__The task__. Provide only the number of lines in the records where "target" appears.

__Task material__.
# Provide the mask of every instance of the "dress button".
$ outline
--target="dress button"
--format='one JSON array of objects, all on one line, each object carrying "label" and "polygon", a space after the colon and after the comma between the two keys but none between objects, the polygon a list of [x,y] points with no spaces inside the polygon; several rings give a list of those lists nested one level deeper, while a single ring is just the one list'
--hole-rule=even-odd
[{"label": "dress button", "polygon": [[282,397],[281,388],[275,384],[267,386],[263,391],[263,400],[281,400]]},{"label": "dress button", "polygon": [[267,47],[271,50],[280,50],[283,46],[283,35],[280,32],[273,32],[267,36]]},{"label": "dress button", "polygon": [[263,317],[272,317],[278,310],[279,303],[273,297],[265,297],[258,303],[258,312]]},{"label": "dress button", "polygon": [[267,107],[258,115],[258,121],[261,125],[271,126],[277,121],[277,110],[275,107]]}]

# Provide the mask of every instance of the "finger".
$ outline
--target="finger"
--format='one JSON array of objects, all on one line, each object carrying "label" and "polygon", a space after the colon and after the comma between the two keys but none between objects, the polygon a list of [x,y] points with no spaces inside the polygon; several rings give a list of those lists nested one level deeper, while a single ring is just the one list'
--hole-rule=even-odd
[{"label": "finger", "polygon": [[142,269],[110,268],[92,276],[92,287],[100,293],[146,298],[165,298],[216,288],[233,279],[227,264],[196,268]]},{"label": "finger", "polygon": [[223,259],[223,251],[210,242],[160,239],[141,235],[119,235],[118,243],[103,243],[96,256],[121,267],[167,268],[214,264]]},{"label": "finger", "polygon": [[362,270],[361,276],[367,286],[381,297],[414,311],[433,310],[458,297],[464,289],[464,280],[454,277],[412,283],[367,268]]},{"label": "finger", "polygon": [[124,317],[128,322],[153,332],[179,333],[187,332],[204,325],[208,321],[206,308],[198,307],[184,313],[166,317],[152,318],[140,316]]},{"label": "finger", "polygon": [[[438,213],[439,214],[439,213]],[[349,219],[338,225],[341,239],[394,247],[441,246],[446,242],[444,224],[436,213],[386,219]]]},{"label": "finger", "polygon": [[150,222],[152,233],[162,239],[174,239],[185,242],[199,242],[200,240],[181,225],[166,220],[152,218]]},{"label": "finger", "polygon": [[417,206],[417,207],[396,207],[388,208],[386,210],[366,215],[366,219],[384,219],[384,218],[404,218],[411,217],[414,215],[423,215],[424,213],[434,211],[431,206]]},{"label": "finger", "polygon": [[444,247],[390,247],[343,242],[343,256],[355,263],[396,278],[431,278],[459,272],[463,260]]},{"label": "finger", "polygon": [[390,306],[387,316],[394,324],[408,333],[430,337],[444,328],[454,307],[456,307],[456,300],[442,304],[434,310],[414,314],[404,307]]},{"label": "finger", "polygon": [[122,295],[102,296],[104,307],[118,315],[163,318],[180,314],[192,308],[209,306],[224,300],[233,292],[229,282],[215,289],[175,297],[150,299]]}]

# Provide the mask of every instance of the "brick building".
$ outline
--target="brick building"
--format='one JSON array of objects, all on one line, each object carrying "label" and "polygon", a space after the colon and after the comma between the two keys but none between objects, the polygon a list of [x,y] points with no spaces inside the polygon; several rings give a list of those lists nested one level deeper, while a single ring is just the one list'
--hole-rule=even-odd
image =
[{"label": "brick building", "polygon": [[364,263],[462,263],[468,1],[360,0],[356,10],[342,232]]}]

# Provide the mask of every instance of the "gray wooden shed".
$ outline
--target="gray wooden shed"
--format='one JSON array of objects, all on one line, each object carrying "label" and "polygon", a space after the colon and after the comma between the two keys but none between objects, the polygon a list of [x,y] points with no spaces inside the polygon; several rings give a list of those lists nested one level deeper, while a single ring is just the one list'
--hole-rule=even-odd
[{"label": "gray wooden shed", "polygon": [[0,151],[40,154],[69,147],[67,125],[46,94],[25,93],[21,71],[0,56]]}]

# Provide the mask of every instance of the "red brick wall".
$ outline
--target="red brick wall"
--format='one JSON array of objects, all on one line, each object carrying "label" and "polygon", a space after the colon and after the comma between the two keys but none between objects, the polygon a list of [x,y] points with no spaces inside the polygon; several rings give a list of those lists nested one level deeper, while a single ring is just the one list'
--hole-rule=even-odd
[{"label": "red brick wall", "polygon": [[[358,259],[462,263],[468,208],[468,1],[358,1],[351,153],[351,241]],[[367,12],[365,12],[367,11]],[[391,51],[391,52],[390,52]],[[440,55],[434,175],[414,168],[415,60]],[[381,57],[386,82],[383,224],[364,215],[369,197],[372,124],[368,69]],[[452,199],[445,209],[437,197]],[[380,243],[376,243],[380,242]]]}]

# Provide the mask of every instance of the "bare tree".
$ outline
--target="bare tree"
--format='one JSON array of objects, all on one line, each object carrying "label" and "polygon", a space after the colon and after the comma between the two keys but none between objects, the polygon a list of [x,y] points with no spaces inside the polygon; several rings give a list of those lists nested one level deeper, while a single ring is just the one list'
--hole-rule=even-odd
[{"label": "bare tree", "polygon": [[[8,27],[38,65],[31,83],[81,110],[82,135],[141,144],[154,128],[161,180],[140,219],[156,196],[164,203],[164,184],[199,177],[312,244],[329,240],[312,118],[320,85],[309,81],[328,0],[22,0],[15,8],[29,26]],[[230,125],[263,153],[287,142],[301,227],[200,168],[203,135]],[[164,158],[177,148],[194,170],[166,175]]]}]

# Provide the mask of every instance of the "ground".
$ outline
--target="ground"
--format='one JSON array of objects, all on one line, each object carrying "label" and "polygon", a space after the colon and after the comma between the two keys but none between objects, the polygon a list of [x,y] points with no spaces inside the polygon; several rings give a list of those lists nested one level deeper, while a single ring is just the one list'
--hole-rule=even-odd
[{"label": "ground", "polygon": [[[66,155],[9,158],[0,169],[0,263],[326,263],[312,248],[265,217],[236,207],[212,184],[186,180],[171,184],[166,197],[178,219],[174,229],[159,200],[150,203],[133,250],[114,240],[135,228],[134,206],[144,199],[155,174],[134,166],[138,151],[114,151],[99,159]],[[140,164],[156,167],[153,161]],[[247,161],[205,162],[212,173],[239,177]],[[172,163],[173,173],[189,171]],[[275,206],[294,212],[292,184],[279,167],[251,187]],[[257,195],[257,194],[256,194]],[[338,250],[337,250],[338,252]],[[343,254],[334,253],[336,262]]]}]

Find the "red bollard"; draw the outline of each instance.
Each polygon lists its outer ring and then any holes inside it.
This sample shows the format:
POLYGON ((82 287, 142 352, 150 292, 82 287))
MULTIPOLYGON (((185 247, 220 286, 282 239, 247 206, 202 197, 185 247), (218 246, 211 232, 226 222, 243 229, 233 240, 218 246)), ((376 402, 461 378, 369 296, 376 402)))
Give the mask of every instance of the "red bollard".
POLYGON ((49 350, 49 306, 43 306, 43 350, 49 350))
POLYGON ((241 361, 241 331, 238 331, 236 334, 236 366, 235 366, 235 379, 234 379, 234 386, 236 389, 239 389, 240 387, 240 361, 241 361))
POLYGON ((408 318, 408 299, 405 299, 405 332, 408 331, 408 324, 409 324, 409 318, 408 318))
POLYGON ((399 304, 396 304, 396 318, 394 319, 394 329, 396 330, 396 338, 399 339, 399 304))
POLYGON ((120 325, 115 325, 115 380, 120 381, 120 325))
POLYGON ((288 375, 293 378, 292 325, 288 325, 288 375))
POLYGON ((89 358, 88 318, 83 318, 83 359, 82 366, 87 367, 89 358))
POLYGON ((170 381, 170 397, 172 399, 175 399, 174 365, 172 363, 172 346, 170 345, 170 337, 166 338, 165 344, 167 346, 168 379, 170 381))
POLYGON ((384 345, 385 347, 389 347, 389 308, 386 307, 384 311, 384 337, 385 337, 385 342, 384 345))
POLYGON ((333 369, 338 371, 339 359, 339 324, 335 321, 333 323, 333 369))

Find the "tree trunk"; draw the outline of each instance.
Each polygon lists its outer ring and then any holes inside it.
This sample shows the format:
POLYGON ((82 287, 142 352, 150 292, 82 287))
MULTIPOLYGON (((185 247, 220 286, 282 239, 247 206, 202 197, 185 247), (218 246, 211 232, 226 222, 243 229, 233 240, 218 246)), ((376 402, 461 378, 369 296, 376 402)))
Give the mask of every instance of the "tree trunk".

__Result of the exercise__. 7